*Set task*: Below is a block of records; return all of them exactly, but without the images.

*Stored records*:
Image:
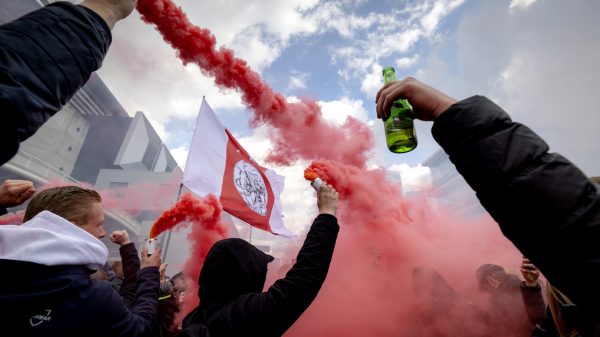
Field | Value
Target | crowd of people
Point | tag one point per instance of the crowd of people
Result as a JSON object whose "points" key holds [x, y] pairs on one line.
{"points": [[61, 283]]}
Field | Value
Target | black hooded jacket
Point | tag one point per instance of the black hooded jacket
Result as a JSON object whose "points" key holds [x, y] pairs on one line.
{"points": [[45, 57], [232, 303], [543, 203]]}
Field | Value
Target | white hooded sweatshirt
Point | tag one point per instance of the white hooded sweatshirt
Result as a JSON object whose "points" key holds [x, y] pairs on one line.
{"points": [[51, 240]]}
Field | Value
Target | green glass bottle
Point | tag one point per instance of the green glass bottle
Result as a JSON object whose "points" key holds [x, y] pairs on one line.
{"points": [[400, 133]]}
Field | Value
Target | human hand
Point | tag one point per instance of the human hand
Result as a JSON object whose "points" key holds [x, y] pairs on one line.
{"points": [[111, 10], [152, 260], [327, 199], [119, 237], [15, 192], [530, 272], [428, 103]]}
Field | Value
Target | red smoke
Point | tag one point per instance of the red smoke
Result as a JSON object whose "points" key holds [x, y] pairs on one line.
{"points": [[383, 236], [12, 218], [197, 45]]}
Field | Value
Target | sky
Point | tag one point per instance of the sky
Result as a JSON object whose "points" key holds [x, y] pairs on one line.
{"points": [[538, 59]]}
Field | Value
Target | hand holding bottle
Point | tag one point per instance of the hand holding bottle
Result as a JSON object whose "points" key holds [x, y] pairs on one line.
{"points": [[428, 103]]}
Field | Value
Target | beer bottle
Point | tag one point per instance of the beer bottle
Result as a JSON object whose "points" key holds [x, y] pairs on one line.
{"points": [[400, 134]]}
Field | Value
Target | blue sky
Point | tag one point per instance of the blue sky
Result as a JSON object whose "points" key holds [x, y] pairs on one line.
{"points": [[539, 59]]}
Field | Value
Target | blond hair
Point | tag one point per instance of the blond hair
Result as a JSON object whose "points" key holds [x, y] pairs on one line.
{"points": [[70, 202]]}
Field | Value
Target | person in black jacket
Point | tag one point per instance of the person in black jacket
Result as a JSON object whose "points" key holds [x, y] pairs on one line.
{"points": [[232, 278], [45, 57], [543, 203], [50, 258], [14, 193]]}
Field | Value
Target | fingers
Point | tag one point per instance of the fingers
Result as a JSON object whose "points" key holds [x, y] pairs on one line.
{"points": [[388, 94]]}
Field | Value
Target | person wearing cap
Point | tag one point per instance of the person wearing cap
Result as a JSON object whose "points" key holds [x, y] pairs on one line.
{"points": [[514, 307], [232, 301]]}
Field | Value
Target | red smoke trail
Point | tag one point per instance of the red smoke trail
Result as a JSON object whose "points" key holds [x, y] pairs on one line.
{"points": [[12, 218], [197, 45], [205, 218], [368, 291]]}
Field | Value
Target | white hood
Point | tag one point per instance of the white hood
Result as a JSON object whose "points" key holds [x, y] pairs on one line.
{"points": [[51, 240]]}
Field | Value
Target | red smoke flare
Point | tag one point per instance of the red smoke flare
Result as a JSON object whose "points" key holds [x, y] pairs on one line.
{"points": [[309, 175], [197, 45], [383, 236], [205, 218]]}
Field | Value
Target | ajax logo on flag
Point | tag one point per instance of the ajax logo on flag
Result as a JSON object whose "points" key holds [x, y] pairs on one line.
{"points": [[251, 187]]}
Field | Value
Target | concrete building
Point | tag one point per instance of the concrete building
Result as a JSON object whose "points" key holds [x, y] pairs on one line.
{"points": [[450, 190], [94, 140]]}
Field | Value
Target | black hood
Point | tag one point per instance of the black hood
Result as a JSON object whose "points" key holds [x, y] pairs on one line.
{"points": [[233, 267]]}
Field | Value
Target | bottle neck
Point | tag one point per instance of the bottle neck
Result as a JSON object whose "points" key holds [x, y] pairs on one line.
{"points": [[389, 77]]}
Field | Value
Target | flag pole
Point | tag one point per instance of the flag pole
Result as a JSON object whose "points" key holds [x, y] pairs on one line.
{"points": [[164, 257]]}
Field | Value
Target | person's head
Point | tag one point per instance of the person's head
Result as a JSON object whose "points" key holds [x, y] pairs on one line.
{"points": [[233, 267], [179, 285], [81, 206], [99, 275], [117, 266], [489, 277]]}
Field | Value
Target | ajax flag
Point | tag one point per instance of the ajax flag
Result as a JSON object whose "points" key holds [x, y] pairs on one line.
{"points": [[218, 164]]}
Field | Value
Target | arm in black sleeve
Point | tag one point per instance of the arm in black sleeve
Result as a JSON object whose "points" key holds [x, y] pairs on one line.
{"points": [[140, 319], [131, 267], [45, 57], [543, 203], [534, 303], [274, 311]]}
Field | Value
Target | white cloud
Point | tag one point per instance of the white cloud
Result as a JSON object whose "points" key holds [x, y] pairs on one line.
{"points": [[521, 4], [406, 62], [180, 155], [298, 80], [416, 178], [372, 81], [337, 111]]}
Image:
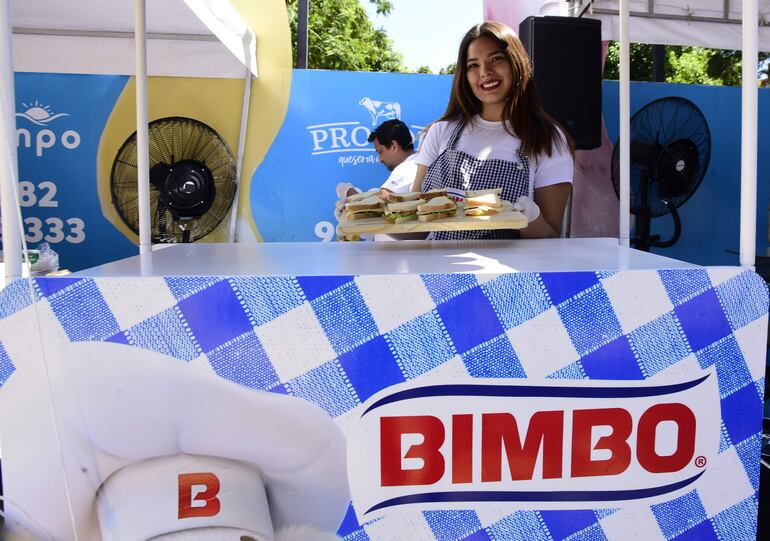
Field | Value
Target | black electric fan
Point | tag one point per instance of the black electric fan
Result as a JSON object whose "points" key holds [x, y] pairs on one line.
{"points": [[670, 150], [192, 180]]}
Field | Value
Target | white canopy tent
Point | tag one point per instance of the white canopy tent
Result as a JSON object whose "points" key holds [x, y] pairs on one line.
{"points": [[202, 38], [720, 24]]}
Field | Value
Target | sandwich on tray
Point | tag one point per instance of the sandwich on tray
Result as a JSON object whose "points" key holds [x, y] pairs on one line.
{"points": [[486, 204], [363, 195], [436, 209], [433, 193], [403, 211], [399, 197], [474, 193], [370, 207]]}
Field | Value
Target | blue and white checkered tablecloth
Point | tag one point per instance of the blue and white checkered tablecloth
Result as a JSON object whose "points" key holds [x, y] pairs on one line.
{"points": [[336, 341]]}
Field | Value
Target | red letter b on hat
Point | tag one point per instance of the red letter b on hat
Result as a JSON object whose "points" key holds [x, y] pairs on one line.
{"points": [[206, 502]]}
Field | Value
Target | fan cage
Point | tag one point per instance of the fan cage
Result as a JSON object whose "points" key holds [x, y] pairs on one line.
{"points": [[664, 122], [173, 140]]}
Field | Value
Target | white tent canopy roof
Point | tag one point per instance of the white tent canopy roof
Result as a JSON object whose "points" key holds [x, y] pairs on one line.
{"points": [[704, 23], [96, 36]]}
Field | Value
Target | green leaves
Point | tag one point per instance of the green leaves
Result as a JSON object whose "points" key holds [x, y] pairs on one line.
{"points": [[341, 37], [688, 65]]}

*Output of the task*:
Image:
Field | Value
Target | crowd of people
Point | tag one point per instance of the crowd of people
Result as a JSON object whose "points" key holds [x, y] pairs on one line.
{"points": [[61, 283]]}
Field | Value
Target | black hooded jacket
Point | tag one point per instance of the black hooded jacket
Result as a JSON object whose "points" key holds [x, y] pairs on one line.
{"points": [[45, 57], [232, 303], [543, 203]]}
Field | Value
Target | white hooded sweatshirt
Point | tag one point per instance of the white hooded sweatshirt
Result as a JSON object whose "points" key holds [x, y] pairs on one line.
{"points": [[51, 240]]}
Field | Value
Target | green glass bottle
Point | tag one point per instance of the green glass bottle
Result as a JSON object whose "points" key holds [x, y] pairs on one line.
{"points": [[400, 133]]}
Field | Value
Target | human hand
Point | tag one point per instance of the human hand
Result as a JSON object whose "points" key holds [x, y] pairs on one line.
{"points": [[111, 10], [152, 260], [327, 199], [119, 237], [15, 192], [530, 272], [428, 103]]}
Field | Value
Target | red smoke
Point | tag one point per instance of the red smoke
Result as a JSON object whose "points" key holds [x, y] pairs on one line.
{"points": [[383, 236], [12, 218], [197, 45]]}
Field | Value
Target | sky
Point | tag one point per instance of the sky
Result as a JSON object whose "points" key holds [x, y] pairs on one line.
{"points": [[538, 59]]}
Field | Value
Target | hand holding bottle
Point | tag one point per instance of the hand holding bottle
Result as a JSON object whose "points" key holds [x, y] pairs on one line.
{"points": [[428, 103]]}
Field | Value
Target | beer bottle
Point | tag one point per instance of the beer bottle
Result as a JSON object whose "points" key holds [x, y] pairs on one line.
{"points": [[400, 134]]}
Field | Value
Target | blue sky
Point | tag one point per instance of the blue sky
Result as a JSON object whose "points" key holds [x, y] pairs on one line.
{"points": [[539, 59]]}
Field | Value
Target | blond hair
Point | tag one point per instance of the blond hair
Result as a JSON object whose "points" key holds [x, y] pairs on one line.
{"points": [[70, 202]]}
Field | Value
Target | person in black jacket
Point | tag one point per instance of the person in black jacket
Result as a JSON object whose "points" key holds [x, y] pairs on one line.
{"points": [[232, 278], [45, 57], [543, 203], [50, 258], [14, 193]]}
Field | Value
Target | fingers
Point | tag one point per instance of the fingers
Result as a JSON object whose "points" key holds [x, y] pairs on one line.
{"points": [[388, 94]]}
Field | Value
Target | person wearing cap
Point | tag one point per instance of the person wearing cap
Result as a JSON object whose "points" key holds [x, y] pairs on one line.
{"points": [[514, 307], [232, 301]]}
Field | Value
Target | red smoke trail
Point | tag one point per instance of the red smoke trail
Result as a JSON object whose "points" key holds [x, y] pairs on one line.
{"points": [[12, 218], [197, 45], [205, 218], [368, 291]]}
Field | Value
Target | white hood
Point | tag one point per instance of the white hood
Result as a JSON object whose "points" key holds [x, y] pairs on one line.
{"points": [[51, 240]]}
Field | Value
Target | red smoke flare
Point | tag one point per instance of the red smoke flare
Result as a JSON object whose "points" key holds [x, y] pairs on one line.
{"points": [[309, 175], [197, 45], [383, 236], [205, 218]]}
Field | Value
Target | ajax logo on flag
Point | tag one point per instance of the ajax logo on flag
Result as a JSON object whose "points" key holds [x, y] pairs on one line.
{"points": [[251, 187]]}
Field | Value
Target | concrete building
Point | tag one point per instance of the concrete building
Result as a JSON object whose "points" key holds [x, y] pairs on one line.
{"points": [[450, 190], [94, 140]]}
Field | Value
Target | black hood
Point | tag one point per instance of the black hood
Result as a JSON object whose "points" key holds [x, y] pairs on one line.
{"points": [[233, 267]]}
Field | Value
Target | bottle neck
Point | tag one point per instance of the bottle neck
Result as a JSON object whose "points" key holds [x, y] pairs on one line.
{"points": [[389, 77]]}
Field | Value
Target | flag pole
Point | tag one point per instance of the flag pole
Result as a JSON object whose "points" key holds [x, y] pairs on one line.
{"points": [[164, 257]]}
Field | Value
Target | person's head
Point | tag one point per instance of the person's head
Result as a JSON object whose "points" key holds [x, y] pairs on one line.
{"points": [[233, 267], [179, 285], [81, 206], [99, 275], [117, 266], [489, 277]]}
Field | Value
Target | ajax flag
Point | tag one point per instance of the ajax flag
Result as a JSON object whose "points" key holds [x, y] pairs on one line.
{"points": [[218, 164]]}
Field | Value
Target | arm in black sleeve
Point | tag one point per instance of the arm in black sleeve
Result as a JSON object whose "points" key holds [x, y] pairs on one line.
{"points": [[140, 319], [131, 267], [45, 57], [543, 203], [534, 303], [274, 311]]}
Field | Value
Target | white cloud
Point | tag one point per instance of the white cloud
Result as a JSON object whose "points" key holds [x, y] pairs on one line.
{"points": [[521, 4], [406, 62], [180, 155], [298, 80], [416, 178], [372, 81], [337, 111]]}
Image:
Field | Value
Target | black electric fan
Point | tag one point per instance of the black electric fan
Result as a JSON object whose "points" key holds [x, y] pairs on one line.
{"points": [[670, 150], [192, 180]]}
Field | Value
Target | white canopy tent
Point | tag one point per instance of the white canopy tent
Result as a JSON object whose "points" key holds [x, y] pairs on one line.
{"points": [[202, 38], [720, 24]]}
Field | Value
Target | sandwich on tray
Point | tag one point per instance of the sandwich on tray
Result as a JSON object whose "points" key holds [x, y] pairs on one line.
{"points": [[486, 204], [363, 195], [436, 209], [433, 193], [403, 211], [399, 197], [474, 193], [370, 207]]}
Field | Value
Target | blue and white checkered tablecloth
Point | tag one point per instance of the blue and white checkered tablecloth
Result as a JSON object whose "points" key holds [x, y] pairs on one line.
{"points": [[336, 341]]}
Field | Value
Target | red letter b on hat
Point | tag one point per instance of the red letter b on hat
Result as a JSON object whose "points" key holds [x, y] pairs on one line.
{"points": [[206, 502]]}
Field | Value
Target | fan cage
Point | tag one point per instance of the fan cage
Result as a JSON object whose "points" key holds [x, y] pairs on one line.
{"points": [[664, 122], [173, 140]]}
Field | Value
Target | white tent canopy roof
Point | tag one point per instance of the white tent canopy roof
Result as a JSON object whose "points" key holds [x, y] pairs on one line.
{"points": [[704, 23], [96, 36]]}
Field | Value
Target | green leaves
Point | tag one point per instance of the green leaves
Result as a JSON object whose "points" key holds [x, y] pairs on one line.
{"points": [[341, 37], [688, 65]]}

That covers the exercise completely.